WHAT THIS TASK INVOLVES: Exactly reproduce the lines beginning with the line that includes "Pointing guideline: for each instance of the green" and ending with the last line of the data.

[Dataset rows on where objects appear]
## begin
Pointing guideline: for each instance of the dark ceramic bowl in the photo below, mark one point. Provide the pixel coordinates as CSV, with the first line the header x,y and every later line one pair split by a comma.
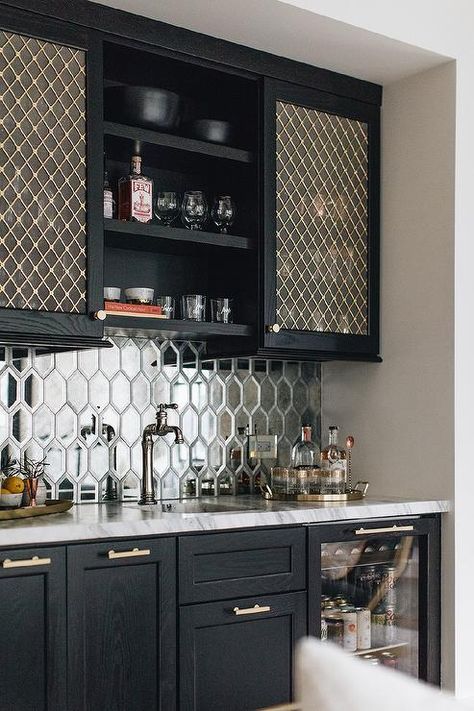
x,y
143,106
212,130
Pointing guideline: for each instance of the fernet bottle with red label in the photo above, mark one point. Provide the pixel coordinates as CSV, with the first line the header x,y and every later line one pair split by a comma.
x,y
135,193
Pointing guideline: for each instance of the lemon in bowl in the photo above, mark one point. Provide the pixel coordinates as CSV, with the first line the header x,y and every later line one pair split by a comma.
x,y
13,485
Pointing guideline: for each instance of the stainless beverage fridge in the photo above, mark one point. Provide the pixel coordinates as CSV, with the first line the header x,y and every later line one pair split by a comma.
x,y
374,590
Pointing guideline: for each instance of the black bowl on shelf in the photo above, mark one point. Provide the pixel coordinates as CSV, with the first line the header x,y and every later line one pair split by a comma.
x,y
212,130
145,106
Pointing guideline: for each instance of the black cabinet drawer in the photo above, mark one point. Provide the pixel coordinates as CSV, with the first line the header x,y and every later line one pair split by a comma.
x,y
223,565
235,658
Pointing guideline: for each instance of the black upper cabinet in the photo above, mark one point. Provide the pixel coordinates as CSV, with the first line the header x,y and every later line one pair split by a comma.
x,y
50,210
301,261
320,241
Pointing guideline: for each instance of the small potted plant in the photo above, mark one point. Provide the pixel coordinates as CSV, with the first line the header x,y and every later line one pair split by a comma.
x,y
32,470
13,485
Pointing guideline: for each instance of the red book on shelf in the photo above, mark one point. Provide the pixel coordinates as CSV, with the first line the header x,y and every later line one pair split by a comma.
x,y
134,309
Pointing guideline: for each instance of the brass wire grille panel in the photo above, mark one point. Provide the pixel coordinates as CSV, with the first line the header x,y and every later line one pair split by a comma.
x,y
321,208
42,175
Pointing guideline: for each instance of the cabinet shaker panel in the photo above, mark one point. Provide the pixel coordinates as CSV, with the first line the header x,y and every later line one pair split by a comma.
x,y
42,175
321,221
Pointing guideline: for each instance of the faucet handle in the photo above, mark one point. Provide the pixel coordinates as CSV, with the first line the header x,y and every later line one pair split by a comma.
x,y
167,406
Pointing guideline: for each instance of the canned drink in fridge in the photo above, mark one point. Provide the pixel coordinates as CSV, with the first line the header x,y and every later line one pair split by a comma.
x,y
390,660
350,629
390,624
363,628
335,630
324,630
390,596
374,661
378,629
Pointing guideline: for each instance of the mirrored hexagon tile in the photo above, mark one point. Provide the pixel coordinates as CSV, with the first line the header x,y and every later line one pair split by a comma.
x,y
86,412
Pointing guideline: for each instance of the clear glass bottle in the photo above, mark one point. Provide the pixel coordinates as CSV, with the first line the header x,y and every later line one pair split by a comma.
x,y
305,454
333,456
135,194
108,198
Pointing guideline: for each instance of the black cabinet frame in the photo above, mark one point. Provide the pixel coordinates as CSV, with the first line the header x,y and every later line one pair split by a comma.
x,y
88,25
428,532
325,344
57,330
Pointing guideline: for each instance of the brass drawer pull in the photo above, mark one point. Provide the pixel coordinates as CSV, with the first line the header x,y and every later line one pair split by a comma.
x,y
8,563
134,553
388,529
251,610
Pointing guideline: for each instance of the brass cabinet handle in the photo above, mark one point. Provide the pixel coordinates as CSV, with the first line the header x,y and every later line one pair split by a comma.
x,y
251,610
134,553
388,529
8,563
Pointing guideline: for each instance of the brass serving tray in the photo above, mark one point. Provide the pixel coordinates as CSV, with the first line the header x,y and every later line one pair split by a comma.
x,y
52,506
354,494
348,496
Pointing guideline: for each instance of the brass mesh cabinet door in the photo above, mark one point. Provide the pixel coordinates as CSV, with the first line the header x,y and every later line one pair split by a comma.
x,y
321,158
42,175
321,211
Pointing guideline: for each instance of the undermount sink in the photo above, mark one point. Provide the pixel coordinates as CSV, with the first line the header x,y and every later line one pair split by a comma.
x,y
202,506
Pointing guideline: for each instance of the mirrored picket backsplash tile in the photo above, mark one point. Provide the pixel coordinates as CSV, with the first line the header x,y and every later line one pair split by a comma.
x,y
85,413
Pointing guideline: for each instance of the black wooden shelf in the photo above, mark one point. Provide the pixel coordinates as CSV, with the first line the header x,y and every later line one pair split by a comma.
x,y
152,236
174,328
138,136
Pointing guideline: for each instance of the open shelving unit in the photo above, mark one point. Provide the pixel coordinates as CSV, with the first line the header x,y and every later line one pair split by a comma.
x,y
171,259
153,234
134,135
378,650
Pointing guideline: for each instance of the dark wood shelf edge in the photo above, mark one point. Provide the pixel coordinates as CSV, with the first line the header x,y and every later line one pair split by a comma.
x,y
174,329
180,143
178,234
52,344
293,355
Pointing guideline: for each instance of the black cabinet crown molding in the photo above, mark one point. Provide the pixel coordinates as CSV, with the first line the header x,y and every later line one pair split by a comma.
x,y
188,42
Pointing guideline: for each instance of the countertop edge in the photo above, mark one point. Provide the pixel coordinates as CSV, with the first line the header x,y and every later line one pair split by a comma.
x,y
71,529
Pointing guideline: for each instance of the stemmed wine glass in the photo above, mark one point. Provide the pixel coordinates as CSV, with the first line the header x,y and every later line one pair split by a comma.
x,y
223,213
194,209
166,207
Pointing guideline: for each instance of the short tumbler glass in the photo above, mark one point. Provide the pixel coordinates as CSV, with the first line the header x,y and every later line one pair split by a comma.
x,y
168,305
193,307
194,209
167,207
222,310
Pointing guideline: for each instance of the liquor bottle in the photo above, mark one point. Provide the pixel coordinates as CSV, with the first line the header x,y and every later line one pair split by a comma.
x,y
108,198
135,194
305,454
333,456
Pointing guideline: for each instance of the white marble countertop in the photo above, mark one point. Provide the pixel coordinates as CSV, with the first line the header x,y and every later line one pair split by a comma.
x,y
114,520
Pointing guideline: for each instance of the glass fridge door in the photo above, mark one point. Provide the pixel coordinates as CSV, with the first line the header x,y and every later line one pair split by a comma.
x,y
370,599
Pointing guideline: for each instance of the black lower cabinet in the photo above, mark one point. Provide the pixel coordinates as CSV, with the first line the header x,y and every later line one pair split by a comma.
x,y
239,657
121,627
33,635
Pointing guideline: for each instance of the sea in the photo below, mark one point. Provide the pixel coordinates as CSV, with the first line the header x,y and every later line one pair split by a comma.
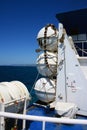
x,y
28,75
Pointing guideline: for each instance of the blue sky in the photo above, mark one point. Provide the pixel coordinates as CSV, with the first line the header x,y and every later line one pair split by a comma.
x,y
20,21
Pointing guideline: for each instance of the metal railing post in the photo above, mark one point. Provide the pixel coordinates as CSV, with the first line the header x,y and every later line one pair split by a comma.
x,y
2,121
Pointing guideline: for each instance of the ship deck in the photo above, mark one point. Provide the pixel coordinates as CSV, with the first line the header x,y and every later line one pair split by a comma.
x,y
46,112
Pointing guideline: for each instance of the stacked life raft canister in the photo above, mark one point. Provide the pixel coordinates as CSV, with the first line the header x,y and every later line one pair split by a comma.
x,y
47,63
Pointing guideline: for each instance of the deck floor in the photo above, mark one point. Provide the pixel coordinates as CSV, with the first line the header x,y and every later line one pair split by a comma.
x,y
40,111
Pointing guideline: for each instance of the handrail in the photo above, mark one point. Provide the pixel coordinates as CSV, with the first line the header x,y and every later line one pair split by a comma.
x,y
43,119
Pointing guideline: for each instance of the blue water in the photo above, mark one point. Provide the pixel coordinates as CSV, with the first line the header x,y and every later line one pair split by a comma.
x,y
27,75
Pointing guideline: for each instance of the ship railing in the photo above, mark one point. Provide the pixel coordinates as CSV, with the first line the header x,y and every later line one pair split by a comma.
x,y
41,119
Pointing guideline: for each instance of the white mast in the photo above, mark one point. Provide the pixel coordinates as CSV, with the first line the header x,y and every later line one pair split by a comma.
x,y
71,82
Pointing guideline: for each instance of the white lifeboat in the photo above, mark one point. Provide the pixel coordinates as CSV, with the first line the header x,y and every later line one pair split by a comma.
x,y
47,67
45,90
48,35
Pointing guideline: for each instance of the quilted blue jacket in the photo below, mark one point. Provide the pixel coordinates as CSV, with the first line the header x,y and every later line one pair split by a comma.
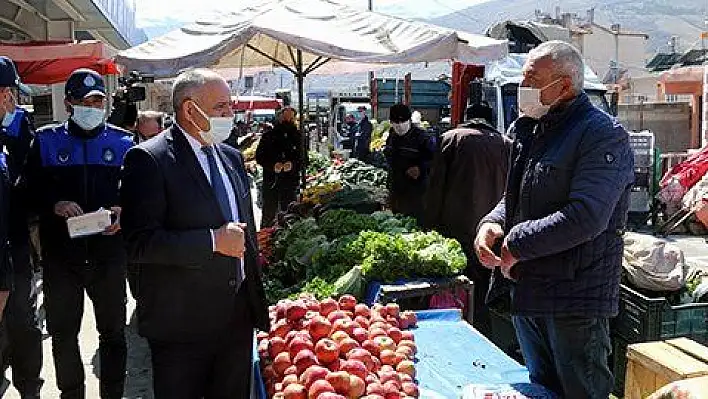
x,y
565,210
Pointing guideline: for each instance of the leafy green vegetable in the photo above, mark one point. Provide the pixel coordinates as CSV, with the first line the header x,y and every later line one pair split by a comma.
x,y
352,282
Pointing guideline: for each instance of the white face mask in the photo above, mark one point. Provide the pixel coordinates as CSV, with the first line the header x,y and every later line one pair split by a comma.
x,y
9,114
530,101
219,130
401,128
9,117
88,118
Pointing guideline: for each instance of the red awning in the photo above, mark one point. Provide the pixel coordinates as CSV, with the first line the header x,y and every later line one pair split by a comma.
x,y
53,62
245,103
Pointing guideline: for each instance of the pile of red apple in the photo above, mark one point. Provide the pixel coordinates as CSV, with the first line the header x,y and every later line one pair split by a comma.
x,y
338,350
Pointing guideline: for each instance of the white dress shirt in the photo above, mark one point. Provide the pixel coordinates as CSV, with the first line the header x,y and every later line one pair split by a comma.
x,y
230,191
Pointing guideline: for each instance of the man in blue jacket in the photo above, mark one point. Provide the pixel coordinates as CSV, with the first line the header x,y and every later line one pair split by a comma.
x,y
24,352
560,225
74,168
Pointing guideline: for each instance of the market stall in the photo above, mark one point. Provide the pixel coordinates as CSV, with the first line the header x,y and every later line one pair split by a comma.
x,y
53,62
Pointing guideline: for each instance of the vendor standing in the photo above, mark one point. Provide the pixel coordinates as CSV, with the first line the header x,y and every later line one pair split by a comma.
x,y
74,168
560,225
280,154
409,152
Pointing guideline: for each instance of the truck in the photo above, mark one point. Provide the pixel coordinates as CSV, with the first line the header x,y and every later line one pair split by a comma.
x,y
497,84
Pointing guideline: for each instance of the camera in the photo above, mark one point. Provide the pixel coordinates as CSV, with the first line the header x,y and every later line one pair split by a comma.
x,y
125,111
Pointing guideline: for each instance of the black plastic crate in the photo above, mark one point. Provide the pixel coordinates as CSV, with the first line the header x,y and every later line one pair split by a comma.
x,y
642,318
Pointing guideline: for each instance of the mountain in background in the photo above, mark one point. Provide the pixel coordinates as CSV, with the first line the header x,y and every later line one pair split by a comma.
x,y
660,19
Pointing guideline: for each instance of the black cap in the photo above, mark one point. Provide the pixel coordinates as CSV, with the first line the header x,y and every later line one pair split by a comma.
x,y
84,83
9,76
399,113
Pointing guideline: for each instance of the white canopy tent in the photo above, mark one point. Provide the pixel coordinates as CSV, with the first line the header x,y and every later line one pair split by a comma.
x,y
301,36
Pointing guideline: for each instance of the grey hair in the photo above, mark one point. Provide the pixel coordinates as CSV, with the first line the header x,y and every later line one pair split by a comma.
x,y
567,60
190,81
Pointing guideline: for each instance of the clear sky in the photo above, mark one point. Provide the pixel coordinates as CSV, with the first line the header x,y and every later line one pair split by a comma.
x,y
158,16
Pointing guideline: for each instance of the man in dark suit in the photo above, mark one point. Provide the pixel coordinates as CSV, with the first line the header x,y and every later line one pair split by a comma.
x,y
188,221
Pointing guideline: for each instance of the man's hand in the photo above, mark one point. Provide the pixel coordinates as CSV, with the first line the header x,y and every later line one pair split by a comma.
x,y
488,234
230,240
67,209
115,227
413,172
508,261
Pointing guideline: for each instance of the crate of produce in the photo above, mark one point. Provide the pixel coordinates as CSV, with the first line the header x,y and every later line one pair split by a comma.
x,y
652,365
416,294
642,318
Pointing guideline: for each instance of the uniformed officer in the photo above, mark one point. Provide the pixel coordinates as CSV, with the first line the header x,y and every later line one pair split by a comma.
x,y
73,169
24,353
409,152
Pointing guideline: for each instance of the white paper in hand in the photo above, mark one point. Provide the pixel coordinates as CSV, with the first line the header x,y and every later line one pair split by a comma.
x,y
89,224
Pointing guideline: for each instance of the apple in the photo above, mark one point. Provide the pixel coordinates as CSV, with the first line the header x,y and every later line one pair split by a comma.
x,y
328,306
299,344
375,332
339,336
304,359
281,363
405,351
395,334
346,345
357,387
362,310
295,391
409,344
388,357
375,388
339,381
280,329
343,325
336,315
410,389
354,367
385,343
312,374
313,306
319,328
360,334
290,379
371,347
295,311
319,387
326,351
362,321
335,365
392,309
406,367
392,322
363,356
347,302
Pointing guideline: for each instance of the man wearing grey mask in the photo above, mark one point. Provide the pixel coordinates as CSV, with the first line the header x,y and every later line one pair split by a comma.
x,y
409,152
559,226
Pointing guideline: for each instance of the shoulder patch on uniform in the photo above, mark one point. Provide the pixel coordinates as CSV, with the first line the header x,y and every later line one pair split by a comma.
x,y
108,155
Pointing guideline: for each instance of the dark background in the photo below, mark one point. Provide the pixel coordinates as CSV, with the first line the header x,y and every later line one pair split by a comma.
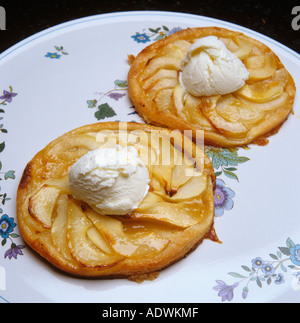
x,y
271,18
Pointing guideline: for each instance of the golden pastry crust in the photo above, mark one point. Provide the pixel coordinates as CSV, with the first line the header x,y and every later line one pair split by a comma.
x,y
248,115
175,216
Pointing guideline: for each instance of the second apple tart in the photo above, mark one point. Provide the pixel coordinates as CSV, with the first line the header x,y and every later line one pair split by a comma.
x,y
92,237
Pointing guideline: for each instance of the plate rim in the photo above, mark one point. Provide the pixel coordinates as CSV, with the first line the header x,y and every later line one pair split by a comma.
x,y
30,40
14,48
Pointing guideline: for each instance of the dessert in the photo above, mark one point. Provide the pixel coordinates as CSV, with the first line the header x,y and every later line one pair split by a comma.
x,y
116,200
230,85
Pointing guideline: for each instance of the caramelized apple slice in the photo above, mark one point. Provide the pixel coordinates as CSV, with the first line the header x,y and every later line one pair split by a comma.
x,y
194,107
270,105
161,74
81,248
245,48
41,205
142,244
170,61
178,100
59,228
183,215
97,239
193,188
233,110
163,100
261,92
261,66
232,129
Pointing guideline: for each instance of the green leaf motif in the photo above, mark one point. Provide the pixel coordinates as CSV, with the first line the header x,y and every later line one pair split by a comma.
x,y
225,157
104,111
231,175
285,251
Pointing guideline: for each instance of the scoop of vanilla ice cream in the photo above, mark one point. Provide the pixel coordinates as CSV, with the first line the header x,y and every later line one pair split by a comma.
x,y
111,181
209,68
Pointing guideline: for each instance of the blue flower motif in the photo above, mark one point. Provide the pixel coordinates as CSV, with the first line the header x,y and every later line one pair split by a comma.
x,y
6,226
174,30
295,255
279,279
225,291
268,269
53,55
257,262
141,38
222,198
## end
TASK RESULT:
Pointing guideline: for each instance of the green leaf motif in the photo above, mark one point. Provide the pixel coordinates as CSV, with the first line the header x,y and every later line one pair split by a comma.
x,y
225,157
104,111
231,175
285,251
Pointing guideline: for each instance of the scoop of vanilla ice cream in the photo above, mark one point. Provide the pixel coordinates as CSV, with the first line the header x,y and every later line one pair split by a comma.
x,y
111,181
209,68
Pointing guideline: for each instance of the blue flower motif in the photo above, mark one point. Provide the pixel coordinates as CSV, with the first line the header x,y and every later line one pair split by a comma.
x,y
6,226
174,30
295,255
279,279
225,291
268,269
53,55
257,262
141,38
222,198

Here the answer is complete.